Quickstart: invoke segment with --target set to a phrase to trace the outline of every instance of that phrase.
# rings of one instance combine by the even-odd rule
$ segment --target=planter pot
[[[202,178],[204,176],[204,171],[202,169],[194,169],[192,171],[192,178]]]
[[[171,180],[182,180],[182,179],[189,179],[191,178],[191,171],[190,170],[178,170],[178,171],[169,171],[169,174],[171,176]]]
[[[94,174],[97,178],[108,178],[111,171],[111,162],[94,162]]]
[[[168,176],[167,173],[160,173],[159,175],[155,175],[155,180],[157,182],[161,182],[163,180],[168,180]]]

## Written instruction
Reproduce all of the data above, swapping "planter pot" for "flower pot" and leaving everything else the same.

## Answer for this exercise
Quickstart: invoke segment with --target set to a phrase to trace the outline of every instance of that phrase.
# rings of one instance combine by the even-odd rule
$ segment --target=flower pot
[[[202,178],[204,176],[204,171],[202,169],[194,169],[192,171],[192,178]]]
[[[171,180],[182,180],[182,179],[189,179],[191,178],[191,171],[190,170],[178,170],[178,171],[169,171],[169,174],[171,176]]]
[[[94,174],[97,178],[108,178],[111,171],[111,162],[94,162]]]
[[[168,176],[167,173],[160,173],[159,175],[155,175],[155,180],[157,182],[161,182],[163,180],[168,180]]]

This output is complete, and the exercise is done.